- _WHAT THE EXERCISE ASKS_: Rewrite the records from the line with "Locate dug trench and produce bounding boxes." up to and including the line with "[32,41,268,505]", changing "bare tree trunk" to "leafless tree trunk" and leaving everything else as it is.
┄┄┄┄┄┄┄┄┄┄
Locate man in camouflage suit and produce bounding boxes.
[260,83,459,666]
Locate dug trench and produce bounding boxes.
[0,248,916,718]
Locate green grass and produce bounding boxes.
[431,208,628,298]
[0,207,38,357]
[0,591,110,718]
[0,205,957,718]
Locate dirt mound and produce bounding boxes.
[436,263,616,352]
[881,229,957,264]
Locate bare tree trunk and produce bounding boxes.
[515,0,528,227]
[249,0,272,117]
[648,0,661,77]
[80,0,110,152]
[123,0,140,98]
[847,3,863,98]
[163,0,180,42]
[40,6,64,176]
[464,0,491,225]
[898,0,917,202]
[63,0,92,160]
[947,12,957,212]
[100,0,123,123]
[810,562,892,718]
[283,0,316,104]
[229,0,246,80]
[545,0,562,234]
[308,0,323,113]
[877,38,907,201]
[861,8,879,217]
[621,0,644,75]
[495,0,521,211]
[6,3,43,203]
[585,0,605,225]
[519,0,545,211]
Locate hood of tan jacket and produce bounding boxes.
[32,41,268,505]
┄┄┄┄┄┄┄┄┄┄
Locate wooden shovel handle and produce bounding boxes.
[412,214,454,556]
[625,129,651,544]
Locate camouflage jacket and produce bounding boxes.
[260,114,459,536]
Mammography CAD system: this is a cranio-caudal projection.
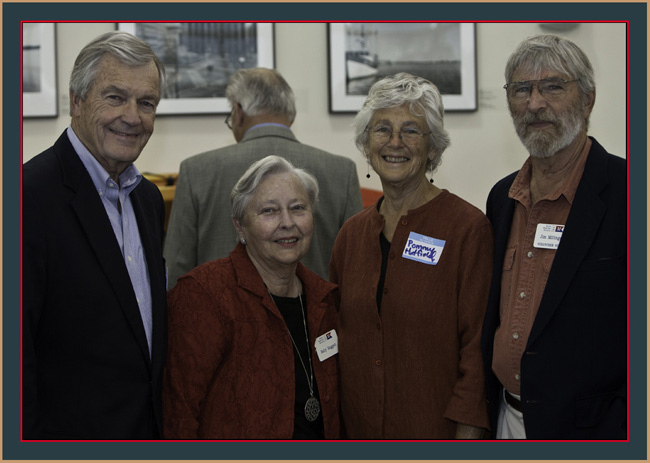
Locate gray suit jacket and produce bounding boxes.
┄┄┄┄┄┄┄┄┄┄
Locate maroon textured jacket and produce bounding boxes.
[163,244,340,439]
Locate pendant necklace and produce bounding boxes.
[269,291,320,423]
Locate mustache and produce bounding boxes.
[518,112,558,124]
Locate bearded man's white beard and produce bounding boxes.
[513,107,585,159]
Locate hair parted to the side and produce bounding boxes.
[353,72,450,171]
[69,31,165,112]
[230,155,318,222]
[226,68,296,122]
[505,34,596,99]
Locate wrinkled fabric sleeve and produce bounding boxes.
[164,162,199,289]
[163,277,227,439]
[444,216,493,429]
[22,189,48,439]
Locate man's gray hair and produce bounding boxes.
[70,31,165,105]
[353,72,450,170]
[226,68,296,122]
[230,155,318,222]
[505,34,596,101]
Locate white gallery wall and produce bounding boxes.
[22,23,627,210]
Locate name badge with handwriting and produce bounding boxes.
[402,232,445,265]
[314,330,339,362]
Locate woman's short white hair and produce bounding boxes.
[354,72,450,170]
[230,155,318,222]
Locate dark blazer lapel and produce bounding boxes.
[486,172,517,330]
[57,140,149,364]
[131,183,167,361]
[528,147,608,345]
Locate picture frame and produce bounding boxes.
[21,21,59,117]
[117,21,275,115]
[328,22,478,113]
┄┄┄┄┄┄┄┄┄┄
- _IN RESPONSE_:
Locate dug trench and produce bounding boxes.
[0,248,916,718]
Locate green grass and produce bounding boxes.
[431,208,628,298]
[0,207,38,357]
[0,591,110,718]
[0,205,957,718]
Locate dirt mound and produce bounding boxes.
[436,263,616,352]
[881,229,957,264]
Locate leafless tree trunk and produce bounding boxes.
[515,0,528,227]
[249,0,272,117]
[648,0,661,77]
[80,0,110,152]
[123,0,140,98]
[847,3,863,98]
[163,0,180,42]
[40,6,64,176]
[464,0,491,225]
[898,0,917,202]
[63,0,92,160]
[947,12,957,212]
[100,0,123,123]
[810,562,892,718]
[283,0,316,104]
[229,0,246,80]
[545,0,562,234]
[308,0,323,113]
[877,38,907,201]
[861,8,879,217]
[621,0,644,75]
[495,0,521,211]
[6,3,43,203]
[585,0,605,225]
[519,0,545,211]
Locate hood of tan jacket and produce bounding boxes.
[32,41,268,505]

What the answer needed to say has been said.